PROVIDED DATA:
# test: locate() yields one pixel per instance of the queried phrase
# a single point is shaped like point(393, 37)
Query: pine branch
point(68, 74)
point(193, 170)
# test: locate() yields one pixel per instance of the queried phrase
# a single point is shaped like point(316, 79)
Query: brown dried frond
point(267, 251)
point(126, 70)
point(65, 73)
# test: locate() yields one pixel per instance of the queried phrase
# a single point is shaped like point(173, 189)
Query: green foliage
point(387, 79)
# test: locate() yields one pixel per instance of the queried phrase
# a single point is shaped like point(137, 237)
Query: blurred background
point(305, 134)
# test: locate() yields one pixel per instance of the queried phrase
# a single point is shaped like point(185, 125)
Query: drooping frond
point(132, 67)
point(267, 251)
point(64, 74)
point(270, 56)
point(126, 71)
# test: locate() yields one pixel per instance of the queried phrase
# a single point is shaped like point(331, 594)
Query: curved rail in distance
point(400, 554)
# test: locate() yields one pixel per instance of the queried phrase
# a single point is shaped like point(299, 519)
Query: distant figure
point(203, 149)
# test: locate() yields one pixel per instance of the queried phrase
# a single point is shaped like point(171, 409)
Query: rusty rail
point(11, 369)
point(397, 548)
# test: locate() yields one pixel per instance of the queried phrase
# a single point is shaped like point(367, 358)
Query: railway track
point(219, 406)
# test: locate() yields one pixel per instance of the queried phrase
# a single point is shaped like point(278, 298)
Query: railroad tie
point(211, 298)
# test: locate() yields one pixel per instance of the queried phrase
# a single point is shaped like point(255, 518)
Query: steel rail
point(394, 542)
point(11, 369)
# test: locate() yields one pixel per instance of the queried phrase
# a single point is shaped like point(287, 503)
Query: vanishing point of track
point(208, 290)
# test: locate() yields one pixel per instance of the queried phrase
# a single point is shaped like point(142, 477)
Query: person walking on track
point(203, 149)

WHAT YOU NEED TO DO: Put every line of the listing above into a numbered list, skipping any blank lines.

OUTPUT FOR THIS EXERCISE:
1. # test: locate() yields one pixel per instance of the queried phrase
2. # a single point is shaped like point(393, 37)
3. Query: pine branch
4. point(68, 74)
5. point(193, 170)
6. # test: locate() yields one pixel per instance of the queried phrase
7. # a single point is shaped like point(316, 79)
8. Query: brown dried frond
9. point(267, 251)
10. point(126, 70)
11. point(65, 73)
12. # test: locate() yields one pixel per instance of the queried phrase
13. # a single point is shaped like point(173, 189)
14. Query: green foliage
15. point(387, 79)
16. # test: locate() yields one pixel per instance of the queried phrase
17. # a single point is shaped like point(137, 237)
18. Query: blurred background
19. point(305, 134)
20. # test: locate() yields one pixel per instance of the queried phrase
21. # a single point is shaped like point(185, 125)
22. Query: drooping frond
23. point(132, 67)
24. point(267, 251)
25. point(64, 74)
26. point(270, 56)
27. point(126, 71)
28. # test: locate() yields one pixel per instance of the queried phrase
29. # a single point is shaped like point(331, 594)
30. Query: curved rail in distance
31. point(400, 554)
32. # test: locate() yields one pixel per instance of the queried phrase
33. # a single point is shaped like point(299, 519)
34. Query: distant figure
35. point(203, 149)
36. # test: locate() yields one pixel per instance of the queried phrase
37. # a single point is shaped like point(171, 409)
38. Query: rusty rail
39. point(11, 369)
40. point(397, 548)
41. # test: locate() yields one pixel per instance of the queried phrase
42. # a single point is shaped like point(367, 358)
43. Query: railway track
44. point(219, 406)
45. # test: locate() yields one pixel per instance of the queried phrase
46. # a single point is shaped like point(278, 298)
47. Query: railroad tie
48. point(211, 298)
49. # test: locate() yields one pixel per instance of the queried phrase
50. # a single point is shaped like point(255, 518)
51. Query: steel rail
52. point(394, 542)
53. point(11, 369)
54. # test: locate() yields one pixel per instance of the queried phrase
55. # a single point is shaped like point(287, 503)
56. Query: vanishing point of track
57. point(208, 290)
58. # test: locate() yields one pixel per instance of the queried phrase
59. # a single point is shaped like point(142, 477)
60. Query: person walking on track
61. point(203, 149)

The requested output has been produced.